### Do this:
Locate every line in the records below that contains the string "pink" and copy each of those lines in full.

START

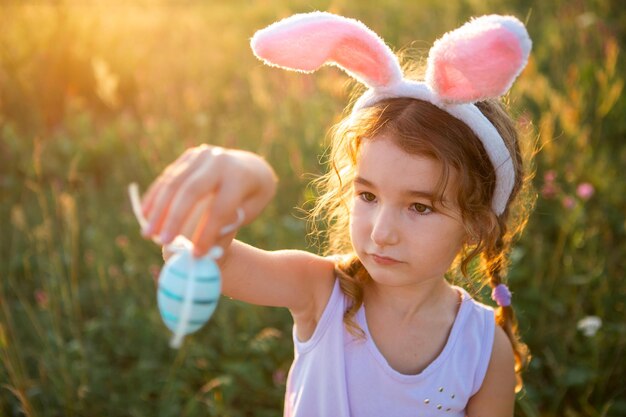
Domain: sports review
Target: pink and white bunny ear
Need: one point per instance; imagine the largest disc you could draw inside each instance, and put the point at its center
(479, 60)
(305, 42)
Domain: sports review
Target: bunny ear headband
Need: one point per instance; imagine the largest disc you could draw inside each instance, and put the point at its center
(477, 61)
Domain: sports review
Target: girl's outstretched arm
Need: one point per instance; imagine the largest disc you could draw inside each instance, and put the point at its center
(496, 397)
(199, 194)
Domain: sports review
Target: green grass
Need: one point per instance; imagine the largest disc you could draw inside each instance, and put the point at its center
(95, 95)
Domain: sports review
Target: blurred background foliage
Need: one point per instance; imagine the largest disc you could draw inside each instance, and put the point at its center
(96, 94)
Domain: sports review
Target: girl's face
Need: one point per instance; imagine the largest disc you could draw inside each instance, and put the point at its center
(398, 235)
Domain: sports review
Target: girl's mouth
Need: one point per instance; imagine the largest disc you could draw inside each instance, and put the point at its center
(384, 260)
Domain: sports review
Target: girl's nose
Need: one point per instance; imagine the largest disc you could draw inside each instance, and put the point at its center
(384, 229)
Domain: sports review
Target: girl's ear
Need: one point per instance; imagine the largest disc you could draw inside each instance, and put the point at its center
(479, 60)
(305, 42)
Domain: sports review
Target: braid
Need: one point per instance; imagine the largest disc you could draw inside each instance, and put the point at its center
(494, 258)
(352, 277)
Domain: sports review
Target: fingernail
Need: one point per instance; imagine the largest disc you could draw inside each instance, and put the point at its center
(166, 237)
(147, 231)
(197, 252)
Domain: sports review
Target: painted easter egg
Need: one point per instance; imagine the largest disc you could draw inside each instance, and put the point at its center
(189, 289)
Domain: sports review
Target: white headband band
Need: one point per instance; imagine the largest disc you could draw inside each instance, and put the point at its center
(477, 61)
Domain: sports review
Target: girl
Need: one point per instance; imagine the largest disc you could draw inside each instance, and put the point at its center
(424, 176)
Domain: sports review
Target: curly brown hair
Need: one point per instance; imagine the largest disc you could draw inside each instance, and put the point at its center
(418, 127)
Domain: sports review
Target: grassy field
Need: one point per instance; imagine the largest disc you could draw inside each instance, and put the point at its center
(97, 94)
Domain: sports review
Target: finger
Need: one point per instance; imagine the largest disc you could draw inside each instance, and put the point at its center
(150, 195)
(222, 211)
(166, 192)
(198, 187)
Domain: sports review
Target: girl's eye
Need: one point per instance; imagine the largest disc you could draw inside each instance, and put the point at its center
(421, 208)
(369, 197)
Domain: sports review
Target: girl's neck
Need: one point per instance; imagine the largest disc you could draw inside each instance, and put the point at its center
(409, 302)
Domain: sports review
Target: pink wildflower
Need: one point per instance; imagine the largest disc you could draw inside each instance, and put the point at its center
(549, 176)
(121, 241)
(568, 202)
(548, 190)
(585, 190)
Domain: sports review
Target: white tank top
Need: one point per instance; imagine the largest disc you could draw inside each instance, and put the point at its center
(337, 375)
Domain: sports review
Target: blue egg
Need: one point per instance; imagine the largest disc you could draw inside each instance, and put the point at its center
(172, 293)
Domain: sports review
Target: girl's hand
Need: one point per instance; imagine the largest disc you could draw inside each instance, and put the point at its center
(199, 194)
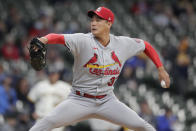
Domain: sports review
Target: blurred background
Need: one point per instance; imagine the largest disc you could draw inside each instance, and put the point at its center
(169, 25)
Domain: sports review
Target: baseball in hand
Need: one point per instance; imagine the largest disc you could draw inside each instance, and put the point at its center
(163, 84)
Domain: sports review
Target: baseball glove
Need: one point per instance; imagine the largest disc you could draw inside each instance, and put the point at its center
(37, 53)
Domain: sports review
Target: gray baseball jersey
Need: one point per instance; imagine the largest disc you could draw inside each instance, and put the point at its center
(95, 70)
(97, 67)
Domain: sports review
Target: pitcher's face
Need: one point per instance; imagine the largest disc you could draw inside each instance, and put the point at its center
(99, 26)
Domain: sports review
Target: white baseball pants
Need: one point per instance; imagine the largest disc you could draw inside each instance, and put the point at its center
(77, 108)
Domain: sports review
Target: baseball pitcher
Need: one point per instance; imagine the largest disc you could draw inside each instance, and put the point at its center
(98, 60)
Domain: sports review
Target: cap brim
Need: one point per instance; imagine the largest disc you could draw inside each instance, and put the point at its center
(91, 13)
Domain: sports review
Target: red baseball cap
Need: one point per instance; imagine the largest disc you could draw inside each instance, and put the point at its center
(102, 12)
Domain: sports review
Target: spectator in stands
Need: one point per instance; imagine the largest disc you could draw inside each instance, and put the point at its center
(10, 122)
(2, 74)
(165, 122)
(9, 50)
(48, 93)
(8, 96)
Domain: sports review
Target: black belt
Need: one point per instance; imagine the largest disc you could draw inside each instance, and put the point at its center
(89, 96)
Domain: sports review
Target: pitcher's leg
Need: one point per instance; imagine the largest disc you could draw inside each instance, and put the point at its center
(66, 113)
(117, 112)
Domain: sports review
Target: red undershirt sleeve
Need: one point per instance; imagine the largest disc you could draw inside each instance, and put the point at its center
(55, 39)
(152, 54)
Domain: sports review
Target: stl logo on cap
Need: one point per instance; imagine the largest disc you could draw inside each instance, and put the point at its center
(99, 9)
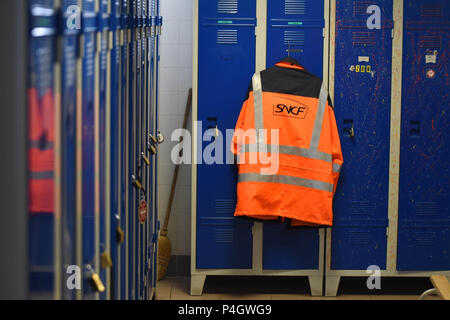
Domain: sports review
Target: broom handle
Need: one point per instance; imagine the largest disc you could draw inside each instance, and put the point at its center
(177, 166)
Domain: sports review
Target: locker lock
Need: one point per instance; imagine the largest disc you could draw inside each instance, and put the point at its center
(160, 137)
(106, 261)
(146, 160)
(153, 140)
(352, 132)
(136, 182)
(94, 279)
(119, 235)
(151, 148)
(119, 231)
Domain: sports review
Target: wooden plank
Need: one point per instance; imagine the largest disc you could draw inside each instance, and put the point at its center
(442, 286)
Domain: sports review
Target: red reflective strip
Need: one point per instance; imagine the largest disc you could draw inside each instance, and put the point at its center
(289, 65)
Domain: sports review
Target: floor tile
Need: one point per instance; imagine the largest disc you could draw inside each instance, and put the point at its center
(163, 289)
(348, 297)
(294, 297)
(245, 296)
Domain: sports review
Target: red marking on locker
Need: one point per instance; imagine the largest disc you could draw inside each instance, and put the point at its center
(142, 212)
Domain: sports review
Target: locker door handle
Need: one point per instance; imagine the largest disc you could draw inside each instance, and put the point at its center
(349, 130)
(212, 124)
(94, 279)
(414, 130)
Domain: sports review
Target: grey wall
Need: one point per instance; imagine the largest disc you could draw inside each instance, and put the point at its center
(13, 192)
(175, 81)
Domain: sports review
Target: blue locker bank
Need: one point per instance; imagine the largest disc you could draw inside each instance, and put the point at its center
(91, 106)
(90, 86)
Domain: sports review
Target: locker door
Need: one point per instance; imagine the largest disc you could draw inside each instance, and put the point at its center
(41, 157)
(88, 147)
(226, 65)
(124, 174)
(68, 142)
(297, 26)
(115, 152)
(153, 235)
(424, 213)
(104, 95)
(362, 108)
(133, 191)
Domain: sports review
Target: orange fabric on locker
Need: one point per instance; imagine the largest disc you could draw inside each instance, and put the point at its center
(41, 161)
(290, 170)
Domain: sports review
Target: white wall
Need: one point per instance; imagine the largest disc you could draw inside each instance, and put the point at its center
(175, 81)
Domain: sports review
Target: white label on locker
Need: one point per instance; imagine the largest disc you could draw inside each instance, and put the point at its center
(431, 58)
(363, 59)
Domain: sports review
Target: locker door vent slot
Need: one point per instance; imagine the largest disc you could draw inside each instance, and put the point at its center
(227, 6)
(360, 7)
(424, 238)
(431, 11)
(432, 42)
(364, 39)
(358, 237)
(225, 207)
(362, 208)
(294, 7)
(224, 236)
(426, 208)
(227, 37)
(294, 38)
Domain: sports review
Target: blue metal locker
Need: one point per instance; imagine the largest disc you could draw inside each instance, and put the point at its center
(226, 65)
(133, 190)
(115, 152)
(424, 214)
(295, 28)
(298, 26)
(124, 177)
(70, 52)
(362, 108)
(153, 96)
(88, 146)
(103, 27)
(40, 148)
(41, 156)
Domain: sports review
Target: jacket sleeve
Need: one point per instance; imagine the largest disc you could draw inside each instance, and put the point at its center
(336, 151)
(236, 143)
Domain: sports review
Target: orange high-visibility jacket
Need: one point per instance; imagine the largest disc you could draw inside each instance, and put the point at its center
(292, 175)
(41, 159)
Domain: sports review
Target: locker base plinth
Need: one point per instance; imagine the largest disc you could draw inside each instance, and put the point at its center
(197, 284)
(316, 285)
(332, 286)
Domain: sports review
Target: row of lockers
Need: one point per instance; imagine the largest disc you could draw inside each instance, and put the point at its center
(360, 73)
(92, 144)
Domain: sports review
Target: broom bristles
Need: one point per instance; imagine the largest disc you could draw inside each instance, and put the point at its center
(164, 253)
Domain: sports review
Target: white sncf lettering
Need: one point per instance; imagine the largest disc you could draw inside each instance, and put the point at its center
(374, 21)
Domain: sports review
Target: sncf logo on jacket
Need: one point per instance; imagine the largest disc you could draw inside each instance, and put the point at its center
(287, 100)
(290, 108)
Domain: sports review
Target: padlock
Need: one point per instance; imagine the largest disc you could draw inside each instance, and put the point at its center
(159, 137)
(136, 182)
(151, 149)
(106, 261)
(146, 160)
(153, 139)
(352, 132)
(97, 282)
(119, 235)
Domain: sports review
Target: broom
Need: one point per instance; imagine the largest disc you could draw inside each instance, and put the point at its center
(164, 245)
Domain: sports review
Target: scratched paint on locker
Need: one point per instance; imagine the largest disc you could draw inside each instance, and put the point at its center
(362, 109)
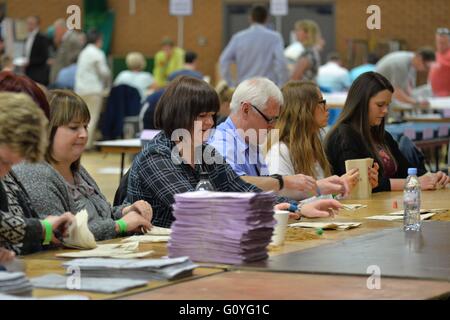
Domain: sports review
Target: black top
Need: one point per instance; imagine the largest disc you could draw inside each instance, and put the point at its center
(346, 144)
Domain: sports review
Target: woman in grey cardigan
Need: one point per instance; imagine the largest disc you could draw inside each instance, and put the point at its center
(61, 184)
(22, 137)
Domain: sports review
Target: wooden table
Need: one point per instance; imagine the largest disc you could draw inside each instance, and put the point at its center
(215, 281)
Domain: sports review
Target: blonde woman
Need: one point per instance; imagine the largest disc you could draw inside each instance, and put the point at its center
(22, 137)
(135, 76)
(307, 66)
(68, 186)
(299, 147)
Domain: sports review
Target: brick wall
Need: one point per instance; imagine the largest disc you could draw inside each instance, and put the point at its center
(411, 20)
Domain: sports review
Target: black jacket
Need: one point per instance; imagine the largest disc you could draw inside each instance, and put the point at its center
(346, 143)
(37, 68)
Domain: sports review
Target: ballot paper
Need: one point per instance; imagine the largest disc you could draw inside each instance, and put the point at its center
(115, 250)
(80, 237)
(422, 211)
(158, 231)
(146, 239)
(222, 227)
(102, 285)
(145, 269)
(354, 206)
(391, 217)
(62, 297)
(15, 283)
(326, 225)
(363, 189)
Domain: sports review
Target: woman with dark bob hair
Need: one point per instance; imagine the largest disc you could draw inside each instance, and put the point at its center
(359, 133)
(171, 163)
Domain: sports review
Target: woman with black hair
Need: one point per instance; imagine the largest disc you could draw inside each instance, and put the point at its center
(171, 163)
(359, 133)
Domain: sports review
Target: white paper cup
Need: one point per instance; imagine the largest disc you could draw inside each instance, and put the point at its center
(279, 231)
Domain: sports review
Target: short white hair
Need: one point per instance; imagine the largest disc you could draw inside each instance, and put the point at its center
(255, 91)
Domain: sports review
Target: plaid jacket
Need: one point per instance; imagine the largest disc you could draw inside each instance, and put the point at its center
(156, 178)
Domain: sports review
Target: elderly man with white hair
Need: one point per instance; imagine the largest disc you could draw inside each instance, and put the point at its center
(255, 108)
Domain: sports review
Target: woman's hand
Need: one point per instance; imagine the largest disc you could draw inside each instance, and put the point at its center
(320, 208)
(352, 178)
(373, 175)
(142, 207)
(6, 255)
(427, 182)
(333, 185)
(135, 222)
(60, 225)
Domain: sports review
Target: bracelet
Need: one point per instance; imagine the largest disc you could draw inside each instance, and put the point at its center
(48, 232)
(280, 180)
(122, 226)
(299, 209)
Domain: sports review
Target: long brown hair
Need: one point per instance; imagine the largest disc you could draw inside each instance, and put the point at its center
(356, 112)
(298, 128)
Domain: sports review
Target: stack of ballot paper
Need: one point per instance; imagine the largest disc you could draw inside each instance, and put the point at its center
(222, 227)
(398, 215)
(146, 269)
(114, 250)
(326, 225)
(15, 283)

END

### Finished task:
Target: pink and white bunny ear
Target: pink wildflower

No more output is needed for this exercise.